▶ _WORK ORDER_
Copy each line of the data below in which the word "mouse" can be found.

▶ _EXTRACTED INFORMATION_
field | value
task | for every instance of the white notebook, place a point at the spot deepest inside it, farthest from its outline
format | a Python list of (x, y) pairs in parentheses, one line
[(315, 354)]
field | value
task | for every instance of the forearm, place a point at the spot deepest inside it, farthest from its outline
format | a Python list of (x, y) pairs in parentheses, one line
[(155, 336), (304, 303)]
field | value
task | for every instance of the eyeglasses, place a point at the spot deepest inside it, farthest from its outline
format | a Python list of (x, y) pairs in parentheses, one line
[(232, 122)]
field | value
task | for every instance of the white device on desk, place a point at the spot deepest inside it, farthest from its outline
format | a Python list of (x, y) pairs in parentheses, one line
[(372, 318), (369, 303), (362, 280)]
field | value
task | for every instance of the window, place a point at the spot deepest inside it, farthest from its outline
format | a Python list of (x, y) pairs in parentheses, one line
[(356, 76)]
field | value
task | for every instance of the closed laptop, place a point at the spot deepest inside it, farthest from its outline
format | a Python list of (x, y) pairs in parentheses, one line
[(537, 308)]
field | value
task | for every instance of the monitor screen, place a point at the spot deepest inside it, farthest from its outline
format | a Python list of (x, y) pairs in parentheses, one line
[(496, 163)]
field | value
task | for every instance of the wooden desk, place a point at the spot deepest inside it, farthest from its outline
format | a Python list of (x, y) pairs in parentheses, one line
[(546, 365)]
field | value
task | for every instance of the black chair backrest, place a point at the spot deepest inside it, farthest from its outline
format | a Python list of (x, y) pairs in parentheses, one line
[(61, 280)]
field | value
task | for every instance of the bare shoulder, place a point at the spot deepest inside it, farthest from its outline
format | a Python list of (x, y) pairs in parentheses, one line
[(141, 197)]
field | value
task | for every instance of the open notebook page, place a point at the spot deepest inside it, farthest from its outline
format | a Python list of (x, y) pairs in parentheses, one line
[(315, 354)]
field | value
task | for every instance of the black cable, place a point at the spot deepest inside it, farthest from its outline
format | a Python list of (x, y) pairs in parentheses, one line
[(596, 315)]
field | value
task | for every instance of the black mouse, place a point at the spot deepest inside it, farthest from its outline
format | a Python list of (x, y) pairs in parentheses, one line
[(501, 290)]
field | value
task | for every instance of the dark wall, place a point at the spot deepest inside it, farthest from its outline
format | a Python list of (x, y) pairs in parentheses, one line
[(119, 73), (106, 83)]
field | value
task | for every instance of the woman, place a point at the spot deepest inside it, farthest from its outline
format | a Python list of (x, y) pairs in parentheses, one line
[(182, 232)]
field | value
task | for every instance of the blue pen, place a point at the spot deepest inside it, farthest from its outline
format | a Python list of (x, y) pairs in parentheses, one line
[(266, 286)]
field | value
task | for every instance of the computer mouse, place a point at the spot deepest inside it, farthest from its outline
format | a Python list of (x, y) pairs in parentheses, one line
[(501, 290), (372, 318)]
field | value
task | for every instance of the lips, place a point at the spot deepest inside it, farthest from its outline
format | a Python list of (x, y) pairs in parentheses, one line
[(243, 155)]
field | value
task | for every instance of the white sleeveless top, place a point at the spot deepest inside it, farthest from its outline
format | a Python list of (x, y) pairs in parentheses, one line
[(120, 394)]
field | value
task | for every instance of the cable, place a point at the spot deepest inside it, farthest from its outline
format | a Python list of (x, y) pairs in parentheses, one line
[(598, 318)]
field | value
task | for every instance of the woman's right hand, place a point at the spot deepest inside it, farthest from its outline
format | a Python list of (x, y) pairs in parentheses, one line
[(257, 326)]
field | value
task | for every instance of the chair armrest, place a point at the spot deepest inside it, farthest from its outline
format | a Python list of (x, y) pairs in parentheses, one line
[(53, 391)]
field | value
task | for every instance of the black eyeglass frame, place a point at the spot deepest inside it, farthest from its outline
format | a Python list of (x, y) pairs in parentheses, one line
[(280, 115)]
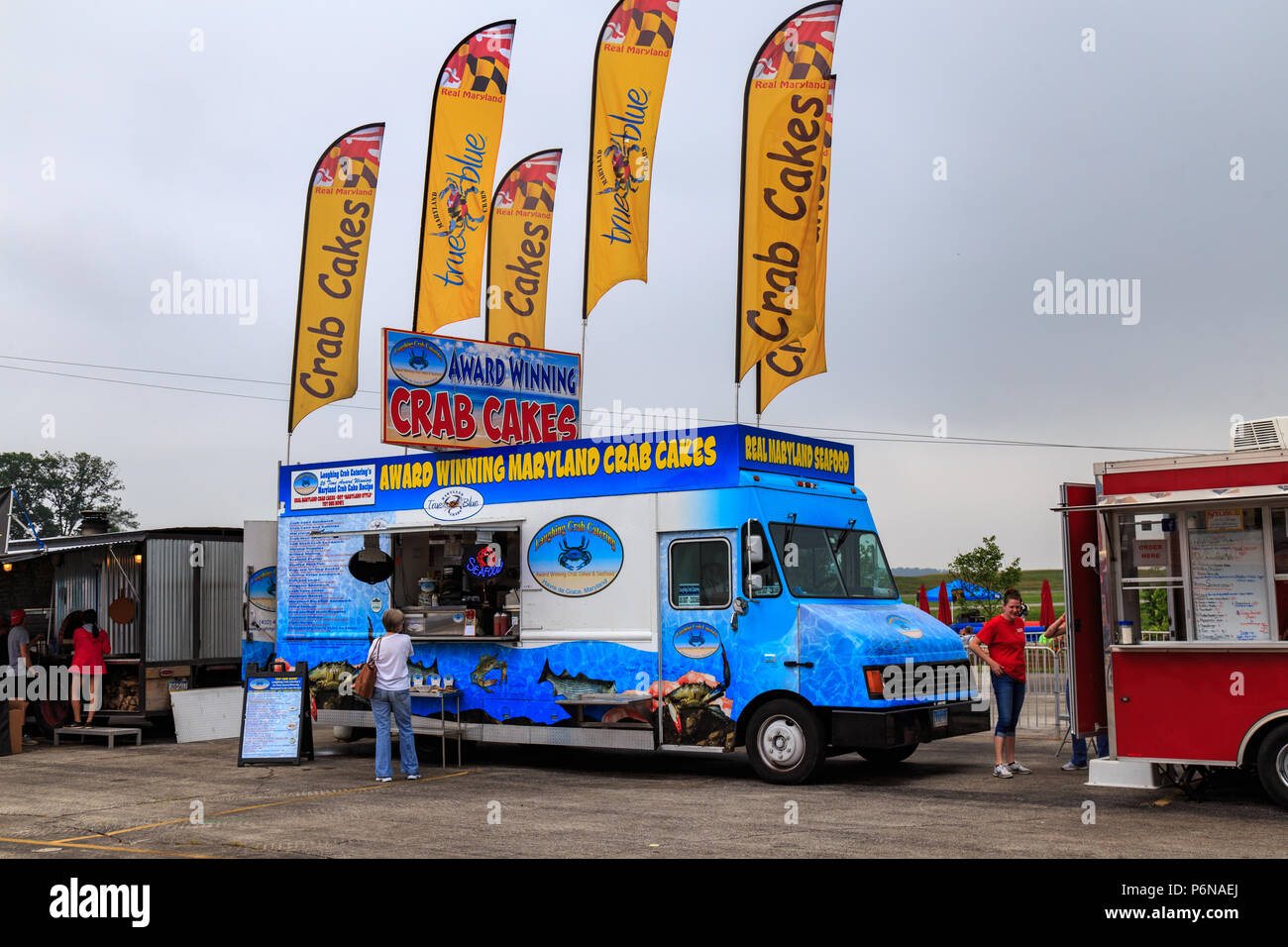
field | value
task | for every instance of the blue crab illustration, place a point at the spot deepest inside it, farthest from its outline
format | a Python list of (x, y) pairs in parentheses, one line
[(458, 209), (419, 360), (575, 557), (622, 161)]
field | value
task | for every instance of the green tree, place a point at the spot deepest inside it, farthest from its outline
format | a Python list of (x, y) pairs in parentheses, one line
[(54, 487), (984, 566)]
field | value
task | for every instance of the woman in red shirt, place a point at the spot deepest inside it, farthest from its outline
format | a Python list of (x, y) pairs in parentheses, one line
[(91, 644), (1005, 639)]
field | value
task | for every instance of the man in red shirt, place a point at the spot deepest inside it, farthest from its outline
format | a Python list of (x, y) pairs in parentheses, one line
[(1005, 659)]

▶ _ANSWER TO THIS TASK_
task | for every instance of the black mouse, place a point at the spot deepest inside it, farthest from its outline
task | for every instance of the computer mouse, place a point at the spot deepest inside it, farthest from its outline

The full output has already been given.